### WORK TO COMPLETE:
(A) Answer these questions about the JSON-array post, one line each:
(i) What is the name of the output file the author wants to generate?
(ii) Which three tools did the author find that did not help?
(iii) Which awk variable does the author say might replace the sed part?
(B) Quote the JSON-array post between "I have found" and "boilerplate around it.", inclusive.
(C) Extend the JSON-array post from the point where it stops.

### PAGE EXTRACT:
§ §
0

I am looking for a program, which concatenates strings with a char, prepends one char and appends another. I think I have used the wrong keywords for my search, but I was not able to find the perfect unix tool for that issue.

Suppose I have a file (note the starting empty lines):

file in.txt:



{
"some": "json",
"with_different": "intendation",
  "which": [],
  "has": 2
}

{
 "json":"objects"
}

and generate out.txt

[
{
"some": "json",
"with_different": "intendation",
  "which": [],
  "has": 2
}
,
{
 "json":"objects"
}
]

Basically, I want a JSON-array from that, meaning:

  1. get rid of first empty lines ( uniq | tail --lines=+2),
  2. replace empty lines with comma (sed -e 's/^$/,g/') and
  3. prepend/append it with [ and ] (awk 'BEGIN {print "["} {print $1} END {print "]"}).

uniq <in.txt | tail --lines=+2 | sed -e 's/^$/,/g' | awk 'BEGIN {print "["} {print $1} END {print "]"}' is giving me what I want, but I sure think, that this is not elegant.

I have found paste, xargs, join, but they do not help me. Also I know about the OFS variable in awk, which may replace the sed part, but I don't know how to convince awk to treat all 'non-empty' lines as $1 (probably using IFS, but IFS='^$' is surely not working.) And then we still have the other boilerplate around it.
§ §
### DATA LISTING:

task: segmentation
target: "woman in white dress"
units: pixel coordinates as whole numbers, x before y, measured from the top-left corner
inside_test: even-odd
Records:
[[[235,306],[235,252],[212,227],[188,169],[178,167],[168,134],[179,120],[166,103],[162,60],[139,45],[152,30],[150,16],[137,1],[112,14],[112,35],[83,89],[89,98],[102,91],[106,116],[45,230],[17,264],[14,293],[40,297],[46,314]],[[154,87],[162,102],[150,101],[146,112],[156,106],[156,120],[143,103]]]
§ §
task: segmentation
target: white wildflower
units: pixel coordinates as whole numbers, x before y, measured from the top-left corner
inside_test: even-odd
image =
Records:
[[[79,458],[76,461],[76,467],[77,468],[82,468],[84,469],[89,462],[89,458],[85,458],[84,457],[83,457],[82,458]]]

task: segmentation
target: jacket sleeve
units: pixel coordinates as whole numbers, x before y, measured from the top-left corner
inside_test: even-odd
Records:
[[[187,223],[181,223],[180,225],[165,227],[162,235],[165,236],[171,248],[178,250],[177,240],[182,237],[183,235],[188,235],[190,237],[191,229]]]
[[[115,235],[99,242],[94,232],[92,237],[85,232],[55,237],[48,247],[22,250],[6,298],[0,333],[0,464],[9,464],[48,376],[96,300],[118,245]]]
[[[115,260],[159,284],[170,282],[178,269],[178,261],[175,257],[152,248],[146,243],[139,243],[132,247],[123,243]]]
§ §
### ANSWERS FOR THE EXERCISE:
(A)
(i) out.txt
(ii) paste, xargs and join
(iii) OFS

(B)
I have found paste, xargs, join, but they do not help me. Also I know about the OFS variable in awk, which may replace the sed part, but I don't know how to convince awk to treat all 'non-empty' lines as $1 (probably using IFS, but IFS='^$' is surely not working.) And then we still have the other boilerplate around it.

(C)
I am hoping that someone can point me to magic-program like magic -d"," -s"[" -e"]" <in, provided I have cleaned the empty lines above, or the objects are one-liners

file in:

{"some":"json",  "which":[],  "has": 2}

{ "json":"objects"}

to file out:

[
{"some":"json",  "which":[],  "has": 2}
,
{ "json":"objects"}
]

Other example would be echo "a b c" | magic -d',' -s'[' -e']' returns [a,b,c].

Or, to not only give JSON examples: echo "my new component" | magic -d'-' -s'<' -e'>' returns <my-new-component>.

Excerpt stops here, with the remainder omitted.